→ Aim of the exercise:
Nothing but the lines from the one containing "formatted as [1182,889]." to the end of the data should be returned, exactly as written; pictures are omitted.
** Start of Listed records **
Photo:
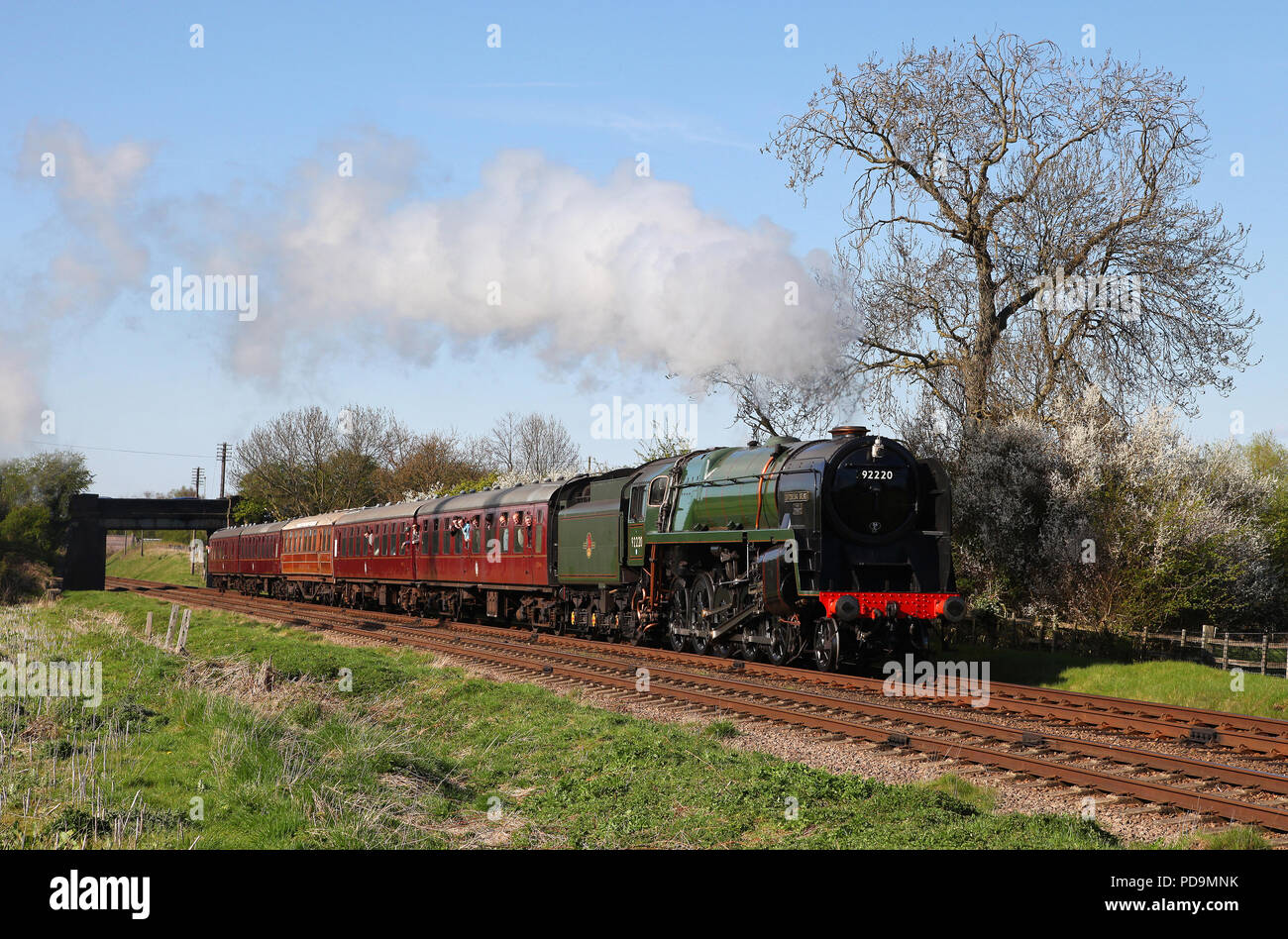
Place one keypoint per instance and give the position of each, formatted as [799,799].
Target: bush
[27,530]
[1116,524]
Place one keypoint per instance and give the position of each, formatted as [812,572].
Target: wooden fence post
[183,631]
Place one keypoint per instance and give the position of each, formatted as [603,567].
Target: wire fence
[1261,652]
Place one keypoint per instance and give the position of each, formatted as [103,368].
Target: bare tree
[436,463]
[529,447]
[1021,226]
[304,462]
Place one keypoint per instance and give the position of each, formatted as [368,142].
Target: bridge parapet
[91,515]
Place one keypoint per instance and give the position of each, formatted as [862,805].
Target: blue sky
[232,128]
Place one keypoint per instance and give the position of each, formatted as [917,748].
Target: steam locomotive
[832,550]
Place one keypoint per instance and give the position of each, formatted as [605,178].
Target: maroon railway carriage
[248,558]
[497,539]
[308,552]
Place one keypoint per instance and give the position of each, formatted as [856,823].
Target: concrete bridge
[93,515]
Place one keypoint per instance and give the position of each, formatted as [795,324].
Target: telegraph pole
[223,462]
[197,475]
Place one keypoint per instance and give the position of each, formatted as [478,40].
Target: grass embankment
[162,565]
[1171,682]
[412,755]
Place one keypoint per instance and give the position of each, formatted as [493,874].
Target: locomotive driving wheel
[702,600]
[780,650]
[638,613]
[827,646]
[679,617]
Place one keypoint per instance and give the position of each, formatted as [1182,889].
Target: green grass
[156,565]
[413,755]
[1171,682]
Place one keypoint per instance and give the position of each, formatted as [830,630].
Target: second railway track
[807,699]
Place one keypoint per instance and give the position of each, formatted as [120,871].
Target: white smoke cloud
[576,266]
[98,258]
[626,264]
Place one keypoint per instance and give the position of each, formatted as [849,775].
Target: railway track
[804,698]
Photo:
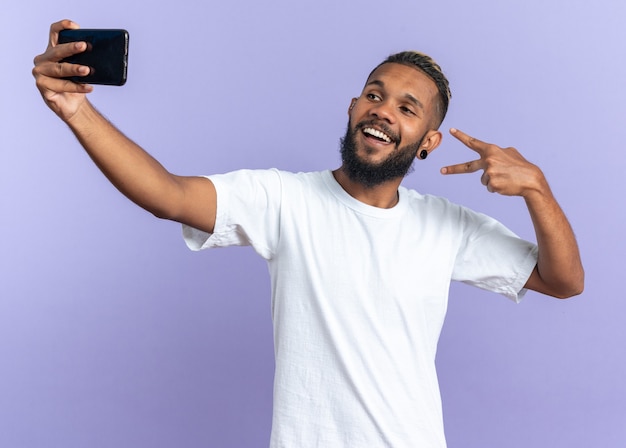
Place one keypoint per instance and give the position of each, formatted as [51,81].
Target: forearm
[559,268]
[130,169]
** End of Listed records **
→ Solution:
Place one keypoint per instance and give the position of each, formatted as [1182,889].
Target: green grass
[156,565]
[413,755]
[1171,682]
Place one keypoint per instance and give the position of each, formatted as [830,630].
Target: second railway track
[807,699]
Place one keypoint per instance and give the position of each, formatted as [120,871].
Target: white smoke cloud
[576,266]
[98,258]
[626,264]
Place one keypoint per instance and give the position of each, formatted as [849,775].
Target: railway track
[804,698]
Photo:
Place one keypoint per instance and give the position of each, formatted as [51,81].
Target: forearm
[559,268]
[130,169]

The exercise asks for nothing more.